━━ SELECTED EXTRACT ━━

Monday, April 25, 2005

Only five more years of closed door meetings before council makes a decision

Fred Tranquilli on the proposed pesticide ban in London:

"We're sort of at a point now where we have to start making decisions."
Uh huh:
A committee set up by council spent two years studying the issue before it was disbanded last December, unable to agree on key aspects.

That leaves the task to council, which must decide what direction the bylaw will take.

In a report to the committee tonight, city staff recommend a bylaw be delayed until health officials complete a survey to measure the effectiveness of a public education campaign. [. . .]

The lawn-care industry says banning pesticides will put companies out of business, threatening about 250 jobs in London.
I doubt it took them this long to make a decision regarding the smoking ban and they surely didn't care about jobs when they decided in favour of it. Today's editorial in the London Liberal Press, showing up the same day as a front page advertisement for the Liberal Party of Canada.

━━━
━━ DATA FOR REVIEW ━━

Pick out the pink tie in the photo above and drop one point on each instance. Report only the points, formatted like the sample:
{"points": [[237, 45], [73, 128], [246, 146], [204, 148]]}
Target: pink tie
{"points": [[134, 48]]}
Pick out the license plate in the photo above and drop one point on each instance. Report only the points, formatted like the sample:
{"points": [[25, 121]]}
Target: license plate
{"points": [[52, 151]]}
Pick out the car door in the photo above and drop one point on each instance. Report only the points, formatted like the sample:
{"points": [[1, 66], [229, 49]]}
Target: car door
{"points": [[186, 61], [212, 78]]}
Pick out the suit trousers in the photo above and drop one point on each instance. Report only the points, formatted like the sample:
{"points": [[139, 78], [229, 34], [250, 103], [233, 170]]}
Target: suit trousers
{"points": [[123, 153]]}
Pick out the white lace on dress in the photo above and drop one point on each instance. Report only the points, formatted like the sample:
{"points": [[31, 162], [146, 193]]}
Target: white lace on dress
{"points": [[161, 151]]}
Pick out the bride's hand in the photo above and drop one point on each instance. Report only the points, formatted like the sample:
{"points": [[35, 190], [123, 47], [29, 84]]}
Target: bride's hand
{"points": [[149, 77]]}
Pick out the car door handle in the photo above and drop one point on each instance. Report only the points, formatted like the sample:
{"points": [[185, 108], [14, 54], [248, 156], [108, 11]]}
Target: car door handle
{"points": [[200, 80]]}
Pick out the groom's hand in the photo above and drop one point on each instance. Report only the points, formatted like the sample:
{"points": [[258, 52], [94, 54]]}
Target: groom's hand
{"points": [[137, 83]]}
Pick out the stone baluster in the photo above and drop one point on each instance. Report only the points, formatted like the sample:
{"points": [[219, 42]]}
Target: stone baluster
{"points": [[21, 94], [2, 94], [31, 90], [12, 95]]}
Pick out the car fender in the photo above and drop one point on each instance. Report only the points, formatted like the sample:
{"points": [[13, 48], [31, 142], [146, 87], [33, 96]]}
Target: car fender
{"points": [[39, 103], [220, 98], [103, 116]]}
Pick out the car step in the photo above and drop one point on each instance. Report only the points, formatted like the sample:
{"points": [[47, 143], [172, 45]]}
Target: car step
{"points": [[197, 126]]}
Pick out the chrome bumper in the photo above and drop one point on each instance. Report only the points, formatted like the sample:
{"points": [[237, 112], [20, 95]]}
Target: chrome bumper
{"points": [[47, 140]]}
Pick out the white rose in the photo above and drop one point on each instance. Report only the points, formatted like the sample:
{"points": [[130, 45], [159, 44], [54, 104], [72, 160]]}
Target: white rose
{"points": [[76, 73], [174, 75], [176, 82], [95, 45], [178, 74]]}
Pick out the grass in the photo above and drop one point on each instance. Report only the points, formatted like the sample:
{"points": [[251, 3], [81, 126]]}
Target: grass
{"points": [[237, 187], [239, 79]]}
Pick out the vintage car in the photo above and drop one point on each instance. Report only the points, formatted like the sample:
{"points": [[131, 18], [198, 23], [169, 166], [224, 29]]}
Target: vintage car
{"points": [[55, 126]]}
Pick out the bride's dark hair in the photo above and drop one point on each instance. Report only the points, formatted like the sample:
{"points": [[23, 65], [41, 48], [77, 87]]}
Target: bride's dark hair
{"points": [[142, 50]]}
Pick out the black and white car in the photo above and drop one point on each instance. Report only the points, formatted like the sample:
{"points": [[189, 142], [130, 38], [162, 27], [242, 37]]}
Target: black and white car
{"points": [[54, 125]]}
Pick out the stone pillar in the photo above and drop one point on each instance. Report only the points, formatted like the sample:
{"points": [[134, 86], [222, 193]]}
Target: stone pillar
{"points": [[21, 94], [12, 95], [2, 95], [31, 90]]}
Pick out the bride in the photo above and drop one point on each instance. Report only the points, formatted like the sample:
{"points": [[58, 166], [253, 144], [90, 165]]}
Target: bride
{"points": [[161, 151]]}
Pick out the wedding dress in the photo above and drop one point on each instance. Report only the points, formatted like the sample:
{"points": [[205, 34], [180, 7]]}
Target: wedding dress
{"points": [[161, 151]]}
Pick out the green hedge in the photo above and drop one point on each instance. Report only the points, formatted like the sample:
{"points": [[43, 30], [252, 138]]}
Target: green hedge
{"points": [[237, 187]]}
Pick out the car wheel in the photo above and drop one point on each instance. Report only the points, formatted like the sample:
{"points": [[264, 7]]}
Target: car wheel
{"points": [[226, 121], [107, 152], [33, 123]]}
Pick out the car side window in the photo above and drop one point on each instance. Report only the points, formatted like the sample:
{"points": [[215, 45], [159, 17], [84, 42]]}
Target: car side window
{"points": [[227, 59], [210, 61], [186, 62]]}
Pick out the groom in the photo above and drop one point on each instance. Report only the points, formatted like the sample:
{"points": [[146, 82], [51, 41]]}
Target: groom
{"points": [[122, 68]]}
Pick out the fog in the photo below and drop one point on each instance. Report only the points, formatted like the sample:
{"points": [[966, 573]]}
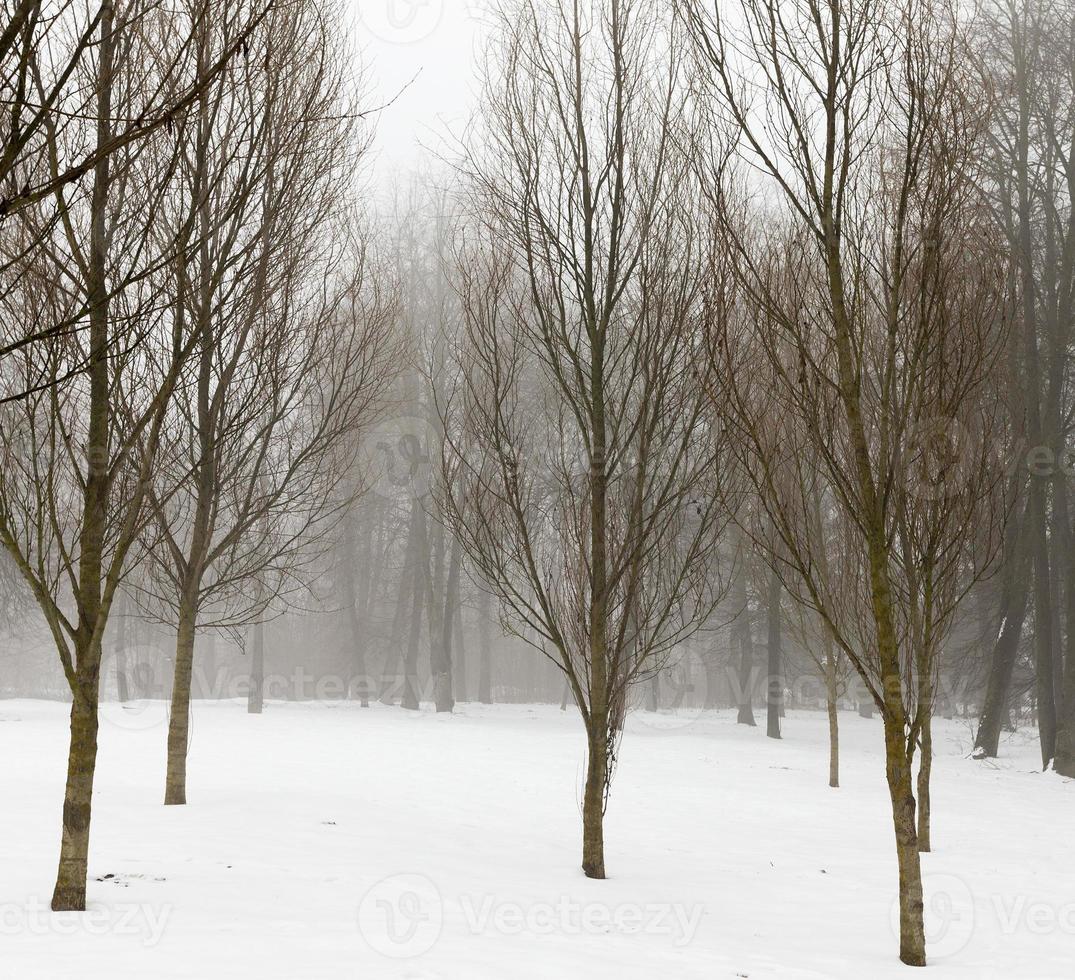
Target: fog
{"points": [[536, 488]]}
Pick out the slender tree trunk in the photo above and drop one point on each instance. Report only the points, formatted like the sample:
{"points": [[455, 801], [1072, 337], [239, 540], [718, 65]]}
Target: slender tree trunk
{"points": [[442, 664], [485, 664], [459, 671], [925, 770], [995, 707], [832, 694], [1064, 761], [409, 699], [70, 892], [123, 681], [774, 686], [745, 673], [350, 600], [255, 697], [178, 721]]}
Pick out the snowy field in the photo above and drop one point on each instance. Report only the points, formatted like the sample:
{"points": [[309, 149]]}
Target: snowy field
{"points": [[330, 841]]}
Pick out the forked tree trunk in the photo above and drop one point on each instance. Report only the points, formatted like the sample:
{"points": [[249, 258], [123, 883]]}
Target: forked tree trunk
{"points": [[70, 892], [995, 705], [178, 721], [901, 793], [593, 797]]}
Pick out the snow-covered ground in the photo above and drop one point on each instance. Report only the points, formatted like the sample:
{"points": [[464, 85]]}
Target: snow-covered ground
{"points": [[329, 841]]}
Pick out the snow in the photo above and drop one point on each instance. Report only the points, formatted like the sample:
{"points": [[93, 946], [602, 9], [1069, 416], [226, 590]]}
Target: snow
{"points": [[331, 841]]}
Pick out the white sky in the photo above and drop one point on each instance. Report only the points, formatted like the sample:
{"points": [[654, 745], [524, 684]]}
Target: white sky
{"points": [[434, 39]]}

━━━

# [REQUIRED WORK]
a: Repeat the pesticide-ban post between "The lawn-care industry" and "Party of Canada.", inclusive, swapping "lawn-care industry" for "landscaping sector".
b: Condense the paragraph of the pesticide-ban post that begins "A committee set up by council" into one shorter sentence that keeps its main facts.

# [ANSWERS]
a:
The landscaping sector says banning pesticides will put companies out of business, threatening about 250 jobs in London.
I doubt it took them this long to make a decision regarding the smoking ban and they surely didn't care about jobs when they decided in favour of it. Today's editorial in the London Liberal Press, showing up the same day as a front page advertisement for the Liberal Party of Canada.

b: Council's committee studied the issue for two years but was disbanded last December after failing to agree on key aspects.